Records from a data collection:

/---

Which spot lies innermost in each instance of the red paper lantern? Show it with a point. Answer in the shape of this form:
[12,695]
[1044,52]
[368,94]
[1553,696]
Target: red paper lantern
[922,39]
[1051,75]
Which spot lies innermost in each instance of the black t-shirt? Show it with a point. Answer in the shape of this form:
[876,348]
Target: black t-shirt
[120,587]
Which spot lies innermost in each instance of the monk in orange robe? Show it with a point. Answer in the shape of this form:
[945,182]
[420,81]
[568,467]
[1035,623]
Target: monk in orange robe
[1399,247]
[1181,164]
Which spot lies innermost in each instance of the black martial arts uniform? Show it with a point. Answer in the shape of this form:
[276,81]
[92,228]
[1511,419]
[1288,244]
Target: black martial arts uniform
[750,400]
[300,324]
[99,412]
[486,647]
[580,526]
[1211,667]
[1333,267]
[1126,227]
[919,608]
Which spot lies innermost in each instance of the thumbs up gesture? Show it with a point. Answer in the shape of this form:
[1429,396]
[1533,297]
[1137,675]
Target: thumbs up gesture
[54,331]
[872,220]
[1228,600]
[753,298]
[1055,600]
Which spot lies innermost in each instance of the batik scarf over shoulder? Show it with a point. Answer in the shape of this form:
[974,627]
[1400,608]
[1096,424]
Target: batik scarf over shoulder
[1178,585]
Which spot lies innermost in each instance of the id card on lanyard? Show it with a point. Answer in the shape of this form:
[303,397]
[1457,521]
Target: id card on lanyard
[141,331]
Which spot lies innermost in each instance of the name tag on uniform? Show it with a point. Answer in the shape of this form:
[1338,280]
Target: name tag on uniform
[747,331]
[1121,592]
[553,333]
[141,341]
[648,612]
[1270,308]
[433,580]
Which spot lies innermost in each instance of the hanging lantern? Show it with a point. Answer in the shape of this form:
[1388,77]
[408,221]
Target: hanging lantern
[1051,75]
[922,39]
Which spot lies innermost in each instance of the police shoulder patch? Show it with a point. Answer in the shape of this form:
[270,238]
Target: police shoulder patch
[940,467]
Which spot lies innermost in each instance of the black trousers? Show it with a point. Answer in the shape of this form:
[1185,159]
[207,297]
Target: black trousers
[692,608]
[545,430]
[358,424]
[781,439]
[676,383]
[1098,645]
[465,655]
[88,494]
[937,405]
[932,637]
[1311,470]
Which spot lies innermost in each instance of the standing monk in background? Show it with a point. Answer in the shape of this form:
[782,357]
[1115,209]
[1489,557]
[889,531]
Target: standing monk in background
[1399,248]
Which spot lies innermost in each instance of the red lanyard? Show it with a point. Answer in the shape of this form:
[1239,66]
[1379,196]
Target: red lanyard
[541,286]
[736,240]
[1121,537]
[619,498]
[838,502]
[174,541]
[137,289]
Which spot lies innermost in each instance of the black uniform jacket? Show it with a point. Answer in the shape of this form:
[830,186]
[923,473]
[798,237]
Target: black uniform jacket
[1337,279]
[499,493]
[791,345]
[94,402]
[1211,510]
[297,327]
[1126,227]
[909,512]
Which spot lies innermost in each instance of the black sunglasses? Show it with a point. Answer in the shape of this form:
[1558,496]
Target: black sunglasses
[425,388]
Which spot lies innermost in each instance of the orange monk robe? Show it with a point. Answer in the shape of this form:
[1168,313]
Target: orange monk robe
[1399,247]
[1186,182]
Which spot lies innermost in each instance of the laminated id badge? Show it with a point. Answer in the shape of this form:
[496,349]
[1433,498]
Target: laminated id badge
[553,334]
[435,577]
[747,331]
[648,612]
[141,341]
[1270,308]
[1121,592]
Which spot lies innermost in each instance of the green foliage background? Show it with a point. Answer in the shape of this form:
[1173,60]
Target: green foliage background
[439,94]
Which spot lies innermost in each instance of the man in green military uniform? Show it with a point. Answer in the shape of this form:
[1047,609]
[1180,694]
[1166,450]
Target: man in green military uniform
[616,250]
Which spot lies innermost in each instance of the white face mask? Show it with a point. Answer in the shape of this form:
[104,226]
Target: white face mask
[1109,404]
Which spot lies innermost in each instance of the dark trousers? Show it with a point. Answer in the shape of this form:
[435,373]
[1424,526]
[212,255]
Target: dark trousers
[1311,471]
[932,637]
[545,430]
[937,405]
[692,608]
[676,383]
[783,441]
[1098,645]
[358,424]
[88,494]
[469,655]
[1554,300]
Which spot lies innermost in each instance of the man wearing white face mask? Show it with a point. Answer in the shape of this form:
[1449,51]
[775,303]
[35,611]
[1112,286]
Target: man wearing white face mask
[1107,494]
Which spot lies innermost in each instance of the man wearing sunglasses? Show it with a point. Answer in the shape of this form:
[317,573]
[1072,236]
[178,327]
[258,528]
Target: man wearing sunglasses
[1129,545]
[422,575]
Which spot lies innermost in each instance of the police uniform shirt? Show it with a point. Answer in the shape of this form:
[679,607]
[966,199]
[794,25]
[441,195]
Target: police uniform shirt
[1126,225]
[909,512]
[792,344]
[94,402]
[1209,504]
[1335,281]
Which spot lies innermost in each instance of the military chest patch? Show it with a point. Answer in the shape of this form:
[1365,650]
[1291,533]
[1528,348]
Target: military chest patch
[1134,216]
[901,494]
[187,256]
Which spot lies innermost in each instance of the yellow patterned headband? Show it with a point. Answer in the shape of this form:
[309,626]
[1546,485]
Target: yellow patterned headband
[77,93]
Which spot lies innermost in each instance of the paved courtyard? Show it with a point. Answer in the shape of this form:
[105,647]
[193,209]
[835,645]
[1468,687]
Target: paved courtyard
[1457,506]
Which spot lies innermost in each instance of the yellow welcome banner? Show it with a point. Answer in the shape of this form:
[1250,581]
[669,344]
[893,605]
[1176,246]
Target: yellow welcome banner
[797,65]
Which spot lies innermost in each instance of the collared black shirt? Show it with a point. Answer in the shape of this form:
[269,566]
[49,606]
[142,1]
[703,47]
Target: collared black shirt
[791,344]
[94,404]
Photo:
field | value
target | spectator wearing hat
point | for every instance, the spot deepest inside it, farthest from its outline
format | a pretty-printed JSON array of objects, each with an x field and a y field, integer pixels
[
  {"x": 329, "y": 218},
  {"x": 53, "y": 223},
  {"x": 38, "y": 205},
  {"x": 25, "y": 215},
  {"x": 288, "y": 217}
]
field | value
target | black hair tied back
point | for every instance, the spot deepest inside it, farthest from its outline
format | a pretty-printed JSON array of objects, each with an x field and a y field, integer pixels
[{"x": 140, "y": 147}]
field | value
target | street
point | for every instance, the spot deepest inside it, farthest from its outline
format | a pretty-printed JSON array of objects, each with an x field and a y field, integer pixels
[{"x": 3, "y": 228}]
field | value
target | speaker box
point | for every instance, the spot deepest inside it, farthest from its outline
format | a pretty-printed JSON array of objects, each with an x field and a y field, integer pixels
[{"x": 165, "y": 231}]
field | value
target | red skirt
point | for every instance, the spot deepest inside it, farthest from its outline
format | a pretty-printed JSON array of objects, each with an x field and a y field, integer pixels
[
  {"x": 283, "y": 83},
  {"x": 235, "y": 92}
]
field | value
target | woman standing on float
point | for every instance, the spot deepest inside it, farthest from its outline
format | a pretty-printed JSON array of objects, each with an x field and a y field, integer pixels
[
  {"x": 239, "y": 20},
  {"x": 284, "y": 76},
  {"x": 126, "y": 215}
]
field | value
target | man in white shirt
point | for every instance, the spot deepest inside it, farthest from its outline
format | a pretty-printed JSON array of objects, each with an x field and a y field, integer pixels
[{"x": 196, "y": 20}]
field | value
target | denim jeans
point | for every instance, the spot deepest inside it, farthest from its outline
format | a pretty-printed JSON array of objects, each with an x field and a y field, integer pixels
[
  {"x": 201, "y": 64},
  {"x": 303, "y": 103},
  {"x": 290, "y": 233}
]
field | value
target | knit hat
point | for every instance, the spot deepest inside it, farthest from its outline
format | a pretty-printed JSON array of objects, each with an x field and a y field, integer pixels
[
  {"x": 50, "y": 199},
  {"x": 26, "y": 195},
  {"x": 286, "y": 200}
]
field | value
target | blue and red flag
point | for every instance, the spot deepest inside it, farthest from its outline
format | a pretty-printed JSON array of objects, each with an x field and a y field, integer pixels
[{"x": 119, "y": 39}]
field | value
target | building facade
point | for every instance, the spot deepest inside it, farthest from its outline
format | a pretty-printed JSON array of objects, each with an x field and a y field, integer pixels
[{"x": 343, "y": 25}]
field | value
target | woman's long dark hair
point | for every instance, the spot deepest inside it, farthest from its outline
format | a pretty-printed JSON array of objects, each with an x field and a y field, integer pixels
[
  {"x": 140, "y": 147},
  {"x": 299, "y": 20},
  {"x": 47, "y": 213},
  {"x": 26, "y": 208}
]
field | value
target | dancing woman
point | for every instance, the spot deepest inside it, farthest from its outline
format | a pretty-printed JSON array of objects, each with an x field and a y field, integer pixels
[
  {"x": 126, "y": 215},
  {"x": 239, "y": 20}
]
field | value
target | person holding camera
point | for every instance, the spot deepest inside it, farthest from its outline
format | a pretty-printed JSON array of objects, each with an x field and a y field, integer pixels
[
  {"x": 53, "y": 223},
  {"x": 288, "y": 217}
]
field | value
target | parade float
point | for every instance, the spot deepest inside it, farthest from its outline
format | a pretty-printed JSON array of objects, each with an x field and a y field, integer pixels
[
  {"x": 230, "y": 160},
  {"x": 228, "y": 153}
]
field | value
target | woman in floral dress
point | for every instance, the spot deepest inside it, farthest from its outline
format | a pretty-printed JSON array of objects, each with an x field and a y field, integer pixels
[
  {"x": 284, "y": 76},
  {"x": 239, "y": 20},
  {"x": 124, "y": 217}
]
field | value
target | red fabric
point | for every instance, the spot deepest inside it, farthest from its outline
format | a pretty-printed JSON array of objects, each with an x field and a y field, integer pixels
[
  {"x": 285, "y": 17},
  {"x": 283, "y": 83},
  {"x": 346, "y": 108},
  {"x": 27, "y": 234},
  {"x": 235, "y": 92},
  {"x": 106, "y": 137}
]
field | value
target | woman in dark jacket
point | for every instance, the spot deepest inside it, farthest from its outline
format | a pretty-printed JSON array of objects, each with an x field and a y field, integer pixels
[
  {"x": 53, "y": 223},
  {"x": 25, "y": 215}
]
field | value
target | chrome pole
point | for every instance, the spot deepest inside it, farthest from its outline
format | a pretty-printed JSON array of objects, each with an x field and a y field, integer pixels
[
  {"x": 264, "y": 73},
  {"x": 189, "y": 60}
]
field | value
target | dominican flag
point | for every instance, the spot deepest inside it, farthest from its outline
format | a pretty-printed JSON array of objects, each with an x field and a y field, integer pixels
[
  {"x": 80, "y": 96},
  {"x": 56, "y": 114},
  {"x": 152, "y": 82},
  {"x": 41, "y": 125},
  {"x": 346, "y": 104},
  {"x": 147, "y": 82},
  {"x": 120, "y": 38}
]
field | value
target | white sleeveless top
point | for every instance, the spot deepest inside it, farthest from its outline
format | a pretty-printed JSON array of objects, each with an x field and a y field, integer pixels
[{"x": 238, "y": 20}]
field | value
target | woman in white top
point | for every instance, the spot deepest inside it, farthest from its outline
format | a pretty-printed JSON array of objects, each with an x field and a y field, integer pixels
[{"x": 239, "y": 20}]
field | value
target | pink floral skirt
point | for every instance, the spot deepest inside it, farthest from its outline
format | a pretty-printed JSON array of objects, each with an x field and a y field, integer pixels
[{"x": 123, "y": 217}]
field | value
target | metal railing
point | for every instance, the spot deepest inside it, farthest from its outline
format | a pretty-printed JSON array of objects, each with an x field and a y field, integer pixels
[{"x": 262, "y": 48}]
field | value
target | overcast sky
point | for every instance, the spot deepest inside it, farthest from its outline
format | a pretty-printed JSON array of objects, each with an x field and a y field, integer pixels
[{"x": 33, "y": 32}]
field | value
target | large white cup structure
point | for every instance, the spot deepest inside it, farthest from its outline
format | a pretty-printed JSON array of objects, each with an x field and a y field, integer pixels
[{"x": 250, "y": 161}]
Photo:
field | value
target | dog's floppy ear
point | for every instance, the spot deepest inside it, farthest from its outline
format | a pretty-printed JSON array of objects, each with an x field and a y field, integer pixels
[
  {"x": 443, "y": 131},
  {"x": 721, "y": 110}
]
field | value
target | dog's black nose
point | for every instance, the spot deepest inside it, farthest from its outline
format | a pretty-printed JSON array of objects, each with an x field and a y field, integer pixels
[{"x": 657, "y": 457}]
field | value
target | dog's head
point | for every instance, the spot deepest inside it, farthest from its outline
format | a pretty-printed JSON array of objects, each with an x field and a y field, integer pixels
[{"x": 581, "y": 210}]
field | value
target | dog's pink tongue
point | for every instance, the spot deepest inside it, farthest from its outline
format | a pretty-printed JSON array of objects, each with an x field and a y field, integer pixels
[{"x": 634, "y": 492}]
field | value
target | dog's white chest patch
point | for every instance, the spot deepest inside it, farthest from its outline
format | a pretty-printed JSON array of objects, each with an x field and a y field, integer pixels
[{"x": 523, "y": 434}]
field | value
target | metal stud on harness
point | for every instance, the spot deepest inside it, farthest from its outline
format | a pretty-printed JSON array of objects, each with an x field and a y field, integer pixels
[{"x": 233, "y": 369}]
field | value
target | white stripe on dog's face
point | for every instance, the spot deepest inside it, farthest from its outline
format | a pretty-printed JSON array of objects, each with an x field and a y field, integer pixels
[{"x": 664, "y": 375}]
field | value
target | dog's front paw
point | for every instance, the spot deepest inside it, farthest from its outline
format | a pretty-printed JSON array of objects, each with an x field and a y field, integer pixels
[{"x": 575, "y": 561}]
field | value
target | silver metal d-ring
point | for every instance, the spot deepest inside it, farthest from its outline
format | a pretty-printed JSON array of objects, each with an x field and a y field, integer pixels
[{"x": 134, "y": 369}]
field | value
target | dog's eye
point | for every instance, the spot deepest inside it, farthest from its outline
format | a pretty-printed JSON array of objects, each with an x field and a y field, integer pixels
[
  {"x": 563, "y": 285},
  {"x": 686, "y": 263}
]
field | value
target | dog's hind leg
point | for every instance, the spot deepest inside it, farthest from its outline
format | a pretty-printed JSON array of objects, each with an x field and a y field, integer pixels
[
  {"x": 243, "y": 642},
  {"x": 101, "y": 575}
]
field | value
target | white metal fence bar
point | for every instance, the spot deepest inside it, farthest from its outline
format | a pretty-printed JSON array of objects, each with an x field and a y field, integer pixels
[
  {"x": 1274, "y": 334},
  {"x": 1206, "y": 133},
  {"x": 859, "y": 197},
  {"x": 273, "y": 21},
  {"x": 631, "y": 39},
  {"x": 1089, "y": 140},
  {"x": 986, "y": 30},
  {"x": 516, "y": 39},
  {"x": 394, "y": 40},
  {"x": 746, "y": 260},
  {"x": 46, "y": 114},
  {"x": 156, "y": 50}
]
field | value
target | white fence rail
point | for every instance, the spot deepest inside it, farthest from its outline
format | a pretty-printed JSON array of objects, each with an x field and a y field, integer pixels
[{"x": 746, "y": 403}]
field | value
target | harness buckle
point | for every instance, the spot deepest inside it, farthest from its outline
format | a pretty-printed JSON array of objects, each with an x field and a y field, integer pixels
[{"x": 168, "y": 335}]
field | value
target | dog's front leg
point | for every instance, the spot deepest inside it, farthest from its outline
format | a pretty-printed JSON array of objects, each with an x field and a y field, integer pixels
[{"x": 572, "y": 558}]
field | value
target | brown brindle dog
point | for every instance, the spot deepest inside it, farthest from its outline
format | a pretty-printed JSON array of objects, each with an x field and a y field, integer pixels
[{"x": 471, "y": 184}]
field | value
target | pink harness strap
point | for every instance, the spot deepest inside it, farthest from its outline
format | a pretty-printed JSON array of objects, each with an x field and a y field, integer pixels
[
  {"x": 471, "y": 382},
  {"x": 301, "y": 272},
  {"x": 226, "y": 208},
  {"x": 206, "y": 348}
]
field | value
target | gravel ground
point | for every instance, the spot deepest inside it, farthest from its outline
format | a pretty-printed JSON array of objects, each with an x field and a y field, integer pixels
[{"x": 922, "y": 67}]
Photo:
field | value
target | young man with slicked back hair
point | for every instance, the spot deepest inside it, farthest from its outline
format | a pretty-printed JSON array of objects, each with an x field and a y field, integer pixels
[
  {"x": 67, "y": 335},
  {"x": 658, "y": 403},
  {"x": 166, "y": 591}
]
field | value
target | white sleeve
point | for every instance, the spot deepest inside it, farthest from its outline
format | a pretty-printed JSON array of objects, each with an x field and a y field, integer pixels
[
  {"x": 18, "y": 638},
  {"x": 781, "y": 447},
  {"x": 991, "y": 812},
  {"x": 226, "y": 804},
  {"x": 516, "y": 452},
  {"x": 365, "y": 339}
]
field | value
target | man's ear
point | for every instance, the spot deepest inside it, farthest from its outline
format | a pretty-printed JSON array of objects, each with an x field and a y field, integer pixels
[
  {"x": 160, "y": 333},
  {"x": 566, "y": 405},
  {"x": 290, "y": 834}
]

\---

Find and copy every line in the entries above where the string "skirt" occurs.

Output below:
target | red skirt
target | pink floral skirt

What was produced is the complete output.